● GIVEN PROBLEM
From the line that has "Pick out the sky at" down to the final line of the listing below, transcribe every line exactly, and only those.

(Excerpts of location labeling data)

-- BEGIN --

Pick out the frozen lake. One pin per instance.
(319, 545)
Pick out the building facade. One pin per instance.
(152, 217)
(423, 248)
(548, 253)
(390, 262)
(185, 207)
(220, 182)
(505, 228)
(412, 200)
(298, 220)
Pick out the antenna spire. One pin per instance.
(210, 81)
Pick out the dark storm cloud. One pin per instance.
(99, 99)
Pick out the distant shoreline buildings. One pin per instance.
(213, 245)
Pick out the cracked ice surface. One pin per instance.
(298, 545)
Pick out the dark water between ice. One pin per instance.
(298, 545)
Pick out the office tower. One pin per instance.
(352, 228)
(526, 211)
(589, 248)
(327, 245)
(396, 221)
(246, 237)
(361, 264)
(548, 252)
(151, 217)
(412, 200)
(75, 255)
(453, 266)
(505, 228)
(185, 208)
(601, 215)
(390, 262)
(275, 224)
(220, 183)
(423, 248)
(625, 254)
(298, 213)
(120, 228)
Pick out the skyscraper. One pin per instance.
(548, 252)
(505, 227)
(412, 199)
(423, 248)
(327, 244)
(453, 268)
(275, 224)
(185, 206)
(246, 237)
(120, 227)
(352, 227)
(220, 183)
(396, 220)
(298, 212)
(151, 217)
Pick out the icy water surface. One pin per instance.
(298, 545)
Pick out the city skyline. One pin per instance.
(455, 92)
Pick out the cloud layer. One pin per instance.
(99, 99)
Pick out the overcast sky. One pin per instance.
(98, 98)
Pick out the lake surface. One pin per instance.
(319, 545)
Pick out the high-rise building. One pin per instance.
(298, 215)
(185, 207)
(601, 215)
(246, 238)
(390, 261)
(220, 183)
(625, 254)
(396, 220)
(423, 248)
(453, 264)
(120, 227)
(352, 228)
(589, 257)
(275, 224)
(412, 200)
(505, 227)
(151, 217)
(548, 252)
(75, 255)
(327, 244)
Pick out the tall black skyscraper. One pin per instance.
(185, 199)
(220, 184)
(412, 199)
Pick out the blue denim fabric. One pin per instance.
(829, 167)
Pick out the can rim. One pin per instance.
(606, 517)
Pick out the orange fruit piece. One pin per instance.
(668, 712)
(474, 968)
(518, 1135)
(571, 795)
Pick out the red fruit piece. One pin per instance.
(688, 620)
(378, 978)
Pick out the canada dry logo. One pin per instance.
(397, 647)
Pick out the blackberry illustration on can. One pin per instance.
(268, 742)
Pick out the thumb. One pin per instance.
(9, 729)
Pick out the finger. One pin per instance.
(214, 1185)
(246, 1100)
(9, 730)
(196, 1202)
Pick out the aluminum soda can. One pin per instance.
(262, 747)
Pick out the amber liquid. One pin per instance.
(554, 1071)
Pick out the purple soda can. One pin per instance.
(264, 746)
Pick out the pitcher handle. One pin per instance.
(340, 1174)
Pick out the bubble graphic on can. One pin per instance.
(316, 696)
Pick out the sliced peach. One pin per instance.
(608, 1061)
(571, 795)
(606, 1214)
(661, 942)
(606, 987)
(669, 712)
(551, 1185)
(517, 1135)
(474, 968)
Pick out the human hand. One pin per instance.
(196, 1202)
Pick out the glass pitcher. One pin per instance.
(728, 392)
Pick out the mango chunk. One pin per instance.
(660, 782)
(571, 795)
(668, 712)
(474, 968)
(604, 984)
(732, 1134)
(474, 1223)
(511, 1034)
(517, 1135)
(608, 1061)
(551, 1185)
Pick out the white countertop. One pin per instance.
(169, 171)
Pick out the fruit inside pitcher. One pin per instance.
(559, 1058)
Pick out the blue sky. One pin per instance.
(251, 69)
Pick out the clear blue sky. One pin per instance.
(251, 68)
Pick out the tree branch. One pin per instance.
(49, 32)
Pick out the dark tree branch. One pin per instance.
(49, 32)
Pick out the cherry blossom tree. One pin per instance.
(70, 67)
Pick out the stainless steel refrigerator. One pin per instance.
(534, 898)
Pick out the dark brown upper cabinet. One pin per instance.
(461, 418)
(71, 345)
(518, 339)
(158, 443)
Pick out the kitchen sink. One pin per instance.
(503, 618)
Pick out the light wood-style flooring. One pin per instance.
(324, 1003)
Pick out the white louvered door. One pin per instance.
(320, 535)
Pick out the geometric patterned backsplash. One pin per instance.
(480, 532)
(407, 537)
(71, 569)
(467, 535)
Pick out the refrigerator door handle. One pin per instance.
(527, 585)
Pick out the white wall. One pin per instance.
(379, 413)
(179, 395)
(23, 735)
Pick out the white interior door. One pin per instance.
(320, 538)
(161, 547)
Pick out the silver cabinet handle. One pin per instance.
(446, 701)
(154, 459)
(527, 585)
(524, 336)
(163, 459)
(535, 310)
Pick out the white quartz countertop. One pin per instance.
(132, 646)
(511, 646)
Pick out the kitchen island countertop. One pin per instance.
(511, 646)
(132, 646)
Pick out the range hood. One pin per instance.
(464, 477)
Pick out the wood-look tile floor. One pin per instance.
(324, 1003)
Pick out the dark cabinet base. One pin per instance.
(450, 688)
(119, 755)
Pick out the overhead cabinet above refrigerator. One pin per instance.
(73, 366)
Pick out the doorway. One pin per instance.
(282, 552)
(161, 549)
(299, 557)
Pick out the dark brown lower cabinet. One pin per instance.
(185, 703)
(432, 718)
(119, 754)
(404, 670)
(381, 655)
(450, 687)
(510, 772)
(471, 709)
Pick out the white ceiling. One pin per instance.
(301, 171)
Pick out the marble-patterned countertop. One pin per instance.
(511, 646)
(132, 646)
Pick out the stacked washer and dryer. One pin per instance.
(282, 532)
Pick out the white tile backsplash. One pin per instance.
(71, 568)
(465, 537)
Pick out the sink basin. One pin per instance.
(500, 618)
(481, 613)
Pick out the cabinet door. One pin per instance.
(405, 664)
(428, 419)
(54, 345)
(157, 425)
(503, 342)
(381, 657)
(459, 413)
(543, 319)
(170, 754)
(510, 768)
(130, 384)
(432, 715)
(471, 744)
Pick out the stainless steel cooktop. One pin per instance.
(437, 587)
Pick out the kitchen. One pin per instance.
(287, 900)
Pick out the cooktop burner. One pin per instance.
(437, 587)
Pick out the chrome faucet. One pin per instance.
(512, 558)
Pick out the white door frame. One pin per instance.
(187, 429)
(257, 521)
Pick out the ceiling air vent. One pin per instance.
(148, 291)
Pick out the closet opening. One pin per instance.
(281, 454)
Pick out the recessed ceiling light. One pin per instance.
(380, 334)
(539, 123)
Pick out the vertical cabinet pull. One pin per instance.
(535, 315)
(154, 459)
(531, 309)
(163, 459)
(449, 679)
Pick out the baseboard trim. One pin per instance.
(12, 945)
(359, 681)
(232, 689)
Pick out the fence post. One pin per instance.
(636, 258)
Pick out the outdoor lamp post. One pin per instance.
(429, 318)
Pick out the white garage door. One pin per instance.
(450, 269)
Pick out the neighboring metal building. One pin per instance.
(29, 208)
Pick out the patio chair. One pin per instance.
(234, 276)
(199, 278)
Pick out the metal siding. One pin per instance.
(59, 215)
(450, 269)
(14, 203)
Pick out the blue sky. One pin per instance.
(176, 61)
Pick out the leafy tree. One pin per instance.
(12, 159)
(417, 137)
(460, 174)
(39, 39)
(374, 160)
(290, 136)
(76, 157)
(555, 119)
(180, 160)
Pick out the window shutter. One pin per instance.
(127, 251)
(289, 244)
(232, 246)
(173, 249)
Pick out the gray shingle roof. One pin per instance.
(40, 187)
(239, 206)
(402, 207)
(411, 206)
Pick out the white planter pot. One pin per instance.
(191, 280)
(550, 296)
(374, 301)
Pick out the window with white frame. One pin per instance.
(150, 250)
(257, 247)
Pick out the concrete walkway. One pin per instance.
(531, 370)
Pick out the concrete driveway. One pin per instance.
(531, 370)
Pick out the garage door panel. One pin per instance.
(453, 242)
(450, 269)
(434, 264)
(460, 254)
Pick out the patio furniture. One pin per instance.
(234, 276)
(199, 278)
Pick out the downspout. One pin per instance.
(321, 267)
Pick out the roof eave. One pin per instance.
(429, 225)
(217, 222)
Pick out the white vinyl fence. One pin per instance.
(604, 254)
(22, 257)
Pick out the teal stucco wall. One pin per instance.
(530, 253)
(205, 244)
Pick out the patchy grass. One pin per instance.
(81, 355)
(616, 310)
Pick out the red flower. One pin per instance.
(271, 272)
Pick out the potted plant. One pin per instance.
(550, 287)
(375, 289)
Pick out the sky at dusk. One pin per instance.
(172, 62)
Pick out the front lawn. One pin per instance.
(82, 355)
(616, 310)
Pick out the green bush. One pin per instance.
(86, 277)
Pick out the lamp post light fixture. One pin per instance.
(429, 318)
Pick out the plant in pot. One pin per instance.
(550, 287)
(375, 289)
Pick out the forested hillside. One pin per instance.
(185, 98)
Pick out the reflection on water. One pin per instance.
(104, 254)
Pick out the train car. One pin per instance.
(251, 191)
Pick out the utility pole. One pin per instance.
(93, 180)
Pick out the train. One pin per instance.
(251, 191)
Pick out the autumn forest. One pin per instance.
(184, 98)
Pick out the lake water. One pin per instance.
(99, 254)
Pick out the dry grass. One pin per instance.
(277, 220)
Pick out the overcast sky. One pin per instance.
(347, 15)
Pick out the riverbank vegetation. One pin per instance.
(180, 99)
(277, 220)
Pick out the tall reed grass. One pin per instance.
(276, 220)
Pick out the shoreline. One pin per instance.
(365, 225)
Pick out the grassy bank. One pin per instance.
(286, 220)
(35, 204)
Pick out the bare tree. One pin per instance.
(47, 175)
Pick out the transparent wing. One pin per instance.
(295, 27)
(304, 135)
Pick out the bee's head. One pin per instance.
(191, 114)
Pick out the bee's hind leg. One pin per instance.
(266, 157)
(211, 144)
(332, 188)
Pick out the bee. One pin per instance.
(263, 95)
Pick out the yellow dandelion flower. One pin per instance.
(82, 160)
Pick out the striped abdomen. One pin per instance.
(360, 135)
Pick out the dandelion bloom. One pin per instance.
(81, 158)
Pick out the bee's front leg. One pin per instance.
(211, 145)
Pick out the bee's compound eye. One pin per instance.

-- END --

● TASK SOLUTION
Pick out the sky at dusk. One pin per instance.
(172, 62)
Pick out the front lawn. One pin per instance.
(82, 355)
(616, 310)
Pick out the green bush. One pin per instance.
(86, 277)
Pick out the lamp post light fixture. One pin per instance.
(429, 318)
Pick out the plant in pot. One pin per instance.
(550, 287)
(375, 289)
Pick out the forested hillside. One pin per instance.
(185, 98)
Pick out the reflection on water. One pin per instance.
(104, 254)
Pick out the train car. One pin per instance.
(251, 191)
Pick out the utility pole. One pin per instance.
(93, 180)
Pick out the train. One pin per instance.
(251, 191)
Pick out the autumn forest. One pin per instance.
(184, 98)
Pick out the lake water. One pin per instance.
(99, 254)
Pick out the dry grass. One pin per instance.
(277, 220)
Pick out the overcast sky. One pin per instance.
(347, 15)
Pick out the riverbank vegetation. One pin per instance.
(180, 99)
(277, 220)
Pick out the tall reed grass. One pin per instance.
(276, 220)
Pick out the shoreline. One pin per instance.
(365, 225)
Pick out the grassy bank. One pin per instance.
(286, 220)
(35, 204)
Pick out the bare tree. One pin per instance.
(47, 175)
Pick out the transparent wing. One pin per instance.
(295, 27)
(304, 135)
Pick out the bee's head. One pin per instance.
(191, 114)
Pick out the bee's hind leg. One pin per instance.
(266, 157)
(211, 144)
(332, 188)
Pick out the bee. One pin per instance.
(263, 95)
Pick out the yellow dandelion flower. One pin per instance.
(82, 160)
Pick out the striped abdomen. One pin per instance.
(360, 135)
Pick out the dandelion bloom. One pin per instance.
(81, 158)
Pick out the bee's front leg. One pin per instance.
(211, 145)
Pick out the bee's compound eye. One pin per instance.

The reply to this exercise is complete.